(Data records)
%%
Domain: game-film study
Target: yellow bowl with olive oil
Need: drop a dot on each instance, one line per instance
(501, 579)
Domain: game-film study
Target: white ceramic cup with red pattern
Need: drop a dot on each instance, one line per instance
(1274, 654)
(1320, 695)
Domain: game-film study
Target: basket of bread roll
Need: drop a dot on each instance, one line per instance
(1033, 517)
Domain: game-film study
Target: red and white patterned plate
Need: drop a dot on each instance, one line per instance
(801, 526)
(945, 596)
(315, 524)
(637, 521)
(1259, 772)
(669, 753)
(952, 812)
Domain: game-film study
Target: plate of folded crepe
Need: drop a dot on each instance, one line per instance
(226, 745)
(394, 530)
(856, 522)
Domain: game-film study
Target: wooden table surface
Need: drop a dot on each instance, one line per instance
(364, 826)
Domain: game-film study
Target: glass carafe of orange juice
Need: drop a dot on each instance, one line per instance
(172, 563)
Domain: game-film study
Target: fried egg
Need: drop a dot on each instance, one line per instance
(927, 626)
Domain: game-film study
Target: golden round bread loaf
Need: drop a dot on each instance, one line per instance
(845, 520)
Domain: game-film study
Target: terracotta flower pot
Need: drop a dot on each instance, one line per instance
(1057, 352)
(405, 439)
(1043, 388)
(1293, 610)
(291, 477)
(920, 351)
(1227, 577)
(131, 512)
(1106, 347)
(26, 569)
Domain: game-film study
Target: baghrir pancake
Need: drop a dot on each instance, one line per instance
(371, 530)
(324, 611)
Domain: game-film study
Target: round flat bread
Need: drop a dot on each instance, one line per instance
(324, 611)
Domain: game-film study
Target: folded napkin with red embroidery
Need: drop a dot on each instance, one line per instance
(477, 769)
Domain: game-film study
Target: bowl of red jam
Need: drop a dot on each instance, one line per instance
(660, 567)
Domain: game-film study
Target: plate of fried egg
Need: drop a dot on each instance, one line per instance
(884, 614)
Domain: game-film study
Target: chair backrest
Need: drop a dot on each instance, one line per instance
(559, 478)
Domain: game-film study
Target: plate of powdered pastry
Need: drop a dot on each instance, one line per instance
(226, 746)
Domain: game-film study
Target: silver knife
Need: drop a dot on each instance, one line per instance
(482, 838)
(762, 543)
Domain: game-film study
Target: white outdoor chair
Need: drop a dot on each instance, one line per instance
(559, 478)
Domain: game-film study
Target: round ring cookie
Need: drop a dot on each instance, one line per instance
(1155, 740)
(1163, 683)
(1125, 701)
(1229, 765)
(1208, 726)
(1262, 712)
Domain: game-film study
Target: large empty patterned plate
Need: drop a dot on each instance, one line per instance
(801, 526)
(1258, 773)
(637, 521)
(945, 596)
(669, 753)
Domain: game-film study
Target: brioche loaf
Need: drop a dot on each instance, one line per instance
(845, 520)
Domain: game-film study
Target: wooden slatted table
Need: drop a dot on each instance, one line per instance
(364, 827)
%%
■ **WHAT IS EXPECTED**: Please write out these lines again, swapping "drop a dot" for "place a point" everywhere it occurs and leaving everything else as it is.

■ **SOLUTION TO THIS TASK**:
Domain: game-film study
Target: yellow bowl with olive oil
Need: place a point on each instance, one line per instance
(501, 579)
Domain: game-film study
Target: white ceramic cup with red pattern
Need: place a point on each instance, one line per instance
(1274, 654)
(1320, 695)
Domain: game-film study
Target: basket of bread roll
Need: place a point on each instance, one line per instance
(1033, 517)
Domain: game-film study
Target: red and white patterned plate
Need: place a point on each instance, one line per instance
(801, 526)
(945, 596)
(315, 524)
(637, 521)
(1259, 772)
(669, 753)
(952, 812)
Domain: game-film study
Target: plate of folded crepe
Need: place a point on each instance, one line per instance
(226, 745)
(394, 530)
(856, 522)
Domain: game-film study
Target: wooden table surface
Need: place a point on each instance, one line per instance
(364, 826)
Domain: game-film study
Target: glass carafe of orange juice
Need: place a point on each instance, one line per instance
(172, 563)
Domain: game-film study
Target: fried egg
Need: place a point on each instance, one line per instance
(927, 626)
Domain: game-film study
Target: golden round bread loaf
Need: place a point on each instance, one line per instance
(845, 520)
Domain: game-film study
Target: terracotta flower pot
Need: place a point on each instance, one line per instance
(1057, 352)
(405, 439)
(1043, 388)
(1293, 610)
(291, 477)
(920, 351)
(1227, 577)
(131, 512)
(1106, 347)
(26, 569)
Domain: game-film study
Target: baghrir pancake
Need: place a point on each instance, one line per instance
(371, 530)
(324, 611)
Domain: game-film study
Target: round flat bread
Need: place a point on each instance, one line per instance
(324, 611)
Domain: game-film study
Target: folded napkin with red embroidery
Need: place a point on each instance, one line per instance
(477, 769)
Domain: game-film study
Target: bowl of red jam
Need: place a point on each instance, one line per instance
(660, 567)
Domain: game-film study
Target: plate of fried egg
Need: place a point on each instance, one line per instance
(884, 614)
Domain: game-film study
Target: chair backrest
Need: place a point on each instance, one line per instance
(559, 478)
Domain: game-film study
Target: plate of powdered pastry
Need: place a point on each instance, one line per instance
(226, 746)
Domain: game-film study
Target: silver knife
Need: place a point on each instance, one line per instance
(482, 838)
(762, 543)
Domain: game-film study
Target: white outdoor chair
Need: place a point on each instance, one line per instance
(559, 478)
Domain: game-film study
Target: round ring cookie
Need: place a point on each instance, one line per instance
(1155, 740)
(1163, 683)
(1125, 701)
(1229, 765)
(1208, 726)
(1262, 712)
Domain: game-film study
Target: large empty patterned plate
Need: place a point on each instance, one line per instance
(801, 526)
(1258, 773)
(637, 521)
(945, 596)
(669, 753)
Domain: game-film study
Target: brioche loaf
Need: place a point on each instance, one line per instance
(845, 520)
Domain: game-film study
Target: wooden slatted table
Need: place a point on each instance, one line per instance
(364, 827)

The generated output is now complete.